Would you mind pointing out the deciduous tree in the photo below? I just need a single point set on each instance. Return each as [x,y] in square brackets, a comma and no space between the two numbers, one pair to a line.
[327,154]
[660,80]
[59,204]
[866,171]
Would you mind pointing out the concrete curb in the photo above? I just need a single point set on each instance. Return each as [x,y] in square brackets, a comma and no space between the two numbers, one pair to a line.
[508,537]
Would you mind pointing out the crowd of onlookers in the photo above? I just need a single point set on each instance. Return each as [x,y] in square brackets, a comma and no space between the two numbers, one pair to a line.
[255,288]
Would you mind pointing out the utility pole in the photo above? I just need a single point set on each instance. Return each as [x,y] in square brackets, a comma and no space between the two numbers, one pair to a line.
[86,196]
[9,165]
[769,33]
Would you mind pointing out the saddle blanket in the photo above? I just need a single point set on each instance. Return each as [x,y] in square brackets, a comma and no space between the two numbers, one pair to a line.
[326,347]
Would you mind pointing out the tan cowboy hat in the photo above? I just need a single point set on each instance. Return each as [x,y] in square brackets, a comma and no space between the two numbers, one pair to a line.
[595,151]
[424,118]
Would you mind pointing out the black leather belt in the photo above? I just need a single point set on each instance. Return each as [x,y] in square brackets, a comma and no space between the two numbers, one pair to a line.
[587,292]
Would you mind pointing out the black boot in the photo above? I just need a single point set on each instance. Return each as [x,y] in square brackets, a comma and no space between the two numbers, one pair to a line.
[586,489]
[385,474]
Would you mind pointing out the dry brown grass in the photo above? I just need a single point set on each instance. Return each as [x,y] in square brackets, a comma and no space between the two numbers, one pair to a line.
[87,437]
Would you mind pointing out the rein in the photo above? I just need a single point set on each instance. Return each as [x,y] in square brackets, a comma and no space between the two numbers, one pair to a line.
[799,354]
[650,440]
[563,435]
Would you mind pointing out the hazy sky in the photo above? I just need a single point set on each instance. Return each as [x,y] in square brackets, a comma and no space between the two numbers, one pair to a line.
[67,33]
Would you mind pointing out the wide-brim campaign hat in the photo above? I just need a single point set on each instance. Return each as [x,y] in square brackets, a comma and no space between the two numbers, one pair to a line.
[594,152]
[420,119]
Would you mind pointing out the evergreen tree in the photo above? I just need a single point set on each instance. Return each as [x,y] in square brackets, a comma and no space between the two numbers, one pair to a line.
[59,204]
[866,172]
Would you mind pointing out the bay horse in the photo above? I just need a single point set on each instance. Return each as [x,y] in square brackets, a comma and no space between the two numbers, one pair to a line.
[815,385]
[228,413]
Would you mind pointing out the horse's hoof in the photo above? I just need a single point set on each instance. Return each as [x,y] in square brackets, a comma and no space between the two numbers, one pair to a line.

####################

Rewrite the data above with every "single point" changed to "lone point" and nothing else altered.

CORRECT OUTPUT =>
Would you mind pointing out the deciduous tree in the photo below? I just need a lone point set on each instance. Return each as [x,y] in square brackets, a comma and no space between the two numbers, one pair to a line.
[327,154]
[660,80]
[59,204]
[866,171]
Would you mind pointing out the concrete curb in the photo above? I just need a lone point set on each instance. Return each as [x,y] in square brackets, a comma and no space between the two numbers, one pair to a line.
[508,537]
Would you mind pointing out the crowd of onlookers in the photo above? I just need a lone point set on each instance. Return each as [x,y] in square brackets, a comma and no space between the two numbers, one pair to a line.
[255,288]
Would you mind pointing out the utility pole in the photo above? I just need a lone point set on each instance. Return each as [x,y] in square brackets, a comma and no space between the two numbers, one pair to a line.
[86,196]
[9,165]
[769,33]
Would you mind pointing out the saddle blanket in the photo above? I just need a lone point set on each instance. Return each as [x,y] in square brackets, a comma and no space between the two numbers, one pair to a line.
[326,347]
Would you mind pointing out the tan cowboy hat in the photo above? I just need a lone point set on each instance. Return each as [x,y] in square brackets, a comma and no space between the two numbers, one pair to a line.
[595,151]
[424,118]
Would you mind pointing out the black leather belt in the photo above? I just need a lone point set on each instance. Return each as [x,y] in square brackets, a comma and no space between the two numbers, one pair to a line.
[587,292]
Would you mind pointing out the black boot in the photo above? I just need a lone point set on each instance. Return each as [x,y] in square brackets, a comma and no space between the two numbers, one pair to a line.
[586,489]
[385,474]
Would you mind pointing out the dry brown grass in the photo above? I just need a lone point set on each instance. Return each as [x,y] in square brackets, a comma and no space between the two numbers, one pair to a line.
[87,437]
Would you mind pointing out the rein in the photo above? I just need a lone point set on each instance. Return each as [x,y] in square brackets, a comma and no space between the two numbers, one pair to a line.
[799,354]
[650,440]
[563,435]
Would you mind pointing out the hazy sky in the photo above? I just need a lone point set on each instance. Return each as [x,y] in square brackets, a comma and no space between the two numbers, one pair to a line.
[67,33]
Would you mind pointing out the wide-brim campaign hat in the photo above? I just need a lone point set on each instance. Return each as [x,y] in square brackets, a comma and no space between the two numbers, one pair to a line.
[594,152]
[420,119]
Would you mind pointing out the evergreen tree in the photo above? I just need a lone point set on each instance. Return each as [x,y] in square brackets, a comma and no space between the two numbers, one pair to a line.
[59,204]
[866,172]
Would you mind pointing out the bay horse in the photo above? I just need a lone point set on each instance. Return each as [x,y] in square brackets, a comma and no space between the two numbers, one pair to a line.
[815,385]
[228,413]
Would you mind pointing out the horse's hoof in the photo above? I just need a lone point set on each instance. Return each as [x,y] in square brackets, a comma and no space between the two numbers, one pair to a line.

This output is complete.